:: Task details ::
Copy everything in the data below exactly except the pictures.

:: Information provided ::
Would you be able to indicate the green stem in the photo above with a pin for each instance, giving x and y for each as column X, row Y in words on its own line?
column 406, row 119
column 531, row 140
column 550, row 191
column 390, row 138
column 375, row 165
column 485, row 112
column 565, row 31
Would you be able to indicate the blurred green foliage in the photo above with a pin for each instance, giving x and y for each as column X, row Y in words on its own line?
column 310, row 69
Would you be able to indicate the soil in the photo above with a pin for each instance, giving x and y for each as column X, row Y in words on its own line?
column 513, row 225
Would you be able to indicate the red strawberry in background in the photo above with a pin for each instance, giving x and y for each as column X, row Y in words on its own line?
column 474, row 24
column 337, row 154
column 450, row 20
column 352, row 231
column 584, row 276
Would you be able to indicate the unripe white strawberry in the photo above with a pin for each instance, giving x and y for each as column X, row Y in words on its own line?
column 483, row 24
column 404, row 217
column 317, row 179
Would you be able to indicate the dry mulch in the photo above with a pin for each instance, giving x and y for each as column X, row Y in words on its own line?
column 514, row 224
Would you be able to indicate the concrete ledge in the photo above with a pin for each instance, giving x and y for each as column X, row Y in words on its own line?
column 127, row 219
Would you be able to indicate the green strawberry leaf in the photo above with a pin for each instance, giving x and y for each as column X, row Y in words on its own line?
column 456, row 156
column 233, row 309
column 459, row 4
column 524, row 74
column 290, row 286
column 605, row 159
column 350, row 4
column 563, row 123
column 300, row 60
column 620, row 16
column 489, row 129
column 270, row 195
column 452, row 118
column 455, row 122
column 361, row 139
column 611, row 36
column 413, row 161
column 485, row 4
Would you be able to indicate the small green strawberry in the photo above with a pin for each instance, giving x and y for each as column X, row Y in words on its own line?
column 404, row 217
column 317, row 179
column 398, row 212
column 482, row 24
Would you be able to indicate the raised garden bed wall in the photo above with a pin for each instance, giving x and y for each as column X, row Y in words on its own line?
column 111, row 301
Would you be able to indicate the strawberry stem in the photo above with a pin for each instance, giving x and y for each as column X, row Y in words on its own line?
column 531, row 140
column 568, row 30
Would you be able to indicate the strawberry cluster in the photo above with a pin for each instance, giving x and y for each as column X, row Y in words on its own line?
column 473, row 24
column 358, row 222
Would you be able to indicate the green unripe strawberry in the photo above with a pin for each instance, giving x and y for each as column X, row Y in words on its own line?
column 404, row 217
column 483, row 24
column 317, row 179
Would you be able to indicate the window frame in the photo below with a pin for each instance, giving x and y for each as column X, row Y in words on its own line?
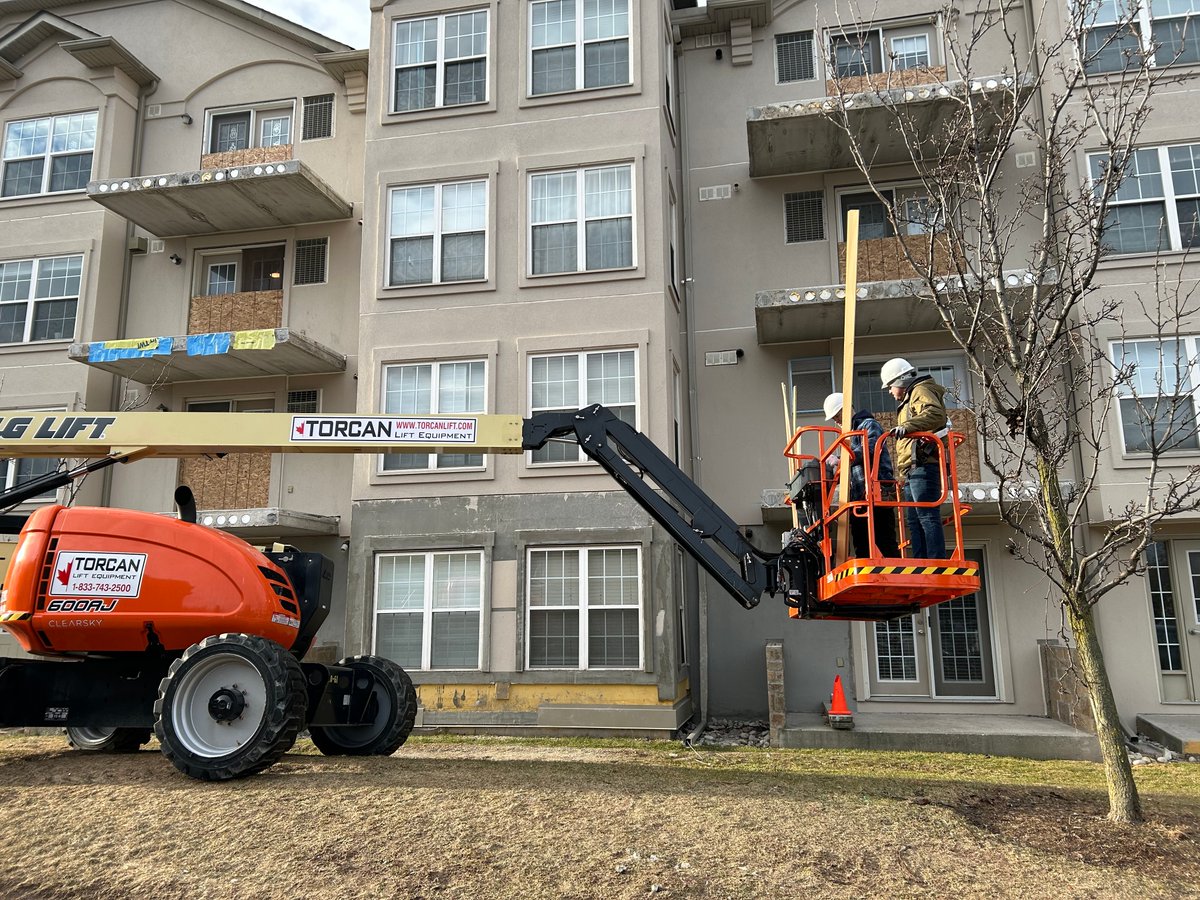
column 581, row 391
column 31, row 301
column 257, row 112
column 580, row 46
column 581, row 219
column 427, row 609
column 583, row 607
column 432, row 459
column 438, row 233
column 1169, row 197
column 1191, row 357
column 439, row 61
column 49, row 155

:: Solution for this problem ::
Would you be able to indicate the green stem in the photo above with a pin for each instance, giving x and y for each as column X, row Y in words on its own line?
column 406, row 119
column 531, row 140
column 550, row 191
column 390, row 138
column 375, row 165
column 485, row 112
column 565, row 31
Would you be able to indicate the blurred green foliage in the photo above with a pin for each instance, giving x and y for each as column X, row Y in words on its own line?
column 310, row 69
Would you be able to indicate the soil in the photo above with a pin for each instance, giving x and y for each as column X, row Y in words on its own line?
column 513, row 225
Would you be able to indicate the red strawberry in background in the photo above with a pin for each instance, giving x and y for each as column X, row Y in words on its own line?
column 474, row 24
column 337, row 154
column 450, row 20
column 352, row 231
column 584, row 276
Would you be able to indicate the unripe white strawberry in the photo above with a pin for each instance, giving x and y for each as column X, row Y in words on its own line?
column 483, row 24
column 404, row 217
column 317, row 179
Would you be able to indicate the dry mulch in the photo above with a pin for each instance, giving x and y for each as column X, row Y in words on its own line?
column 514, row 224
Would you be able to indicate the concrete ledge in the photo above with a pin for each instance, giving x and y for each as column X, row Y in words on its own line?
column 127, row 219
Would you be able to indicate the green strawberry leaf in the photo above with a pin for each instance, giving x and y for each as column X, row Y in words on its own line?
column 456, row 156
column 233, row 309
column 459, row 4
column 524, row 74
column 290, row 286
column 605, row 159
column 350, row 4
column 563, row 123
column 300, row 60
column 620, row 16
column 489, row 129
column 270, row 195
column 452, row 118
column 455, row 122
column 361, row 139
column 611, row 36
column 413, row 161
column 485, row 4
Would you be able to indicate the small green strawberry in the photo above with a pin for each instance, giving x and y for each as column X, row Y in words on its own line?
column 404, row 217
column 317, row 179
column 398, row 212
column 482, row 24
Would you be able to indicate the raised garden bed wall in the photo above with a pin for each instance, giving x and y for each as column X, row Y in words on its own line?
column 111, row 301
Would you be able to indicate the strawberry stem in the photo above with a pin for each instance, giving x and y for each as column X, row Y in words on its own line?
column 531, row 140
column 568, row 30
Would you be able to indicate the strawberry cluster in the photo above with a pin for each instance, giving x and y for each as column X, row Y in words on its own line?
column 473, row 24
column 358, row 222
Would you be able to indicate the green unripe strawberry in the photo above with a pin for each instance, giving x and y for each as column X, row Y in words on its own line?
column 404, row 217
column 483, row 24
column 317, row 179
Would you be able to indicate the window frame in the photo below with a pin for each instance, giving x and y for each as column X, row Y in words on its own line?
column 581, row 391
column 31, row 301
column 257, row 112
column 580, row 46
column 581, row 219
column 427, row 609
column 583, row 607
column 432, row 459
column 438, row 233
column 1169, row 197
column 1191, row 357
column 439, row 61
column 49, row 155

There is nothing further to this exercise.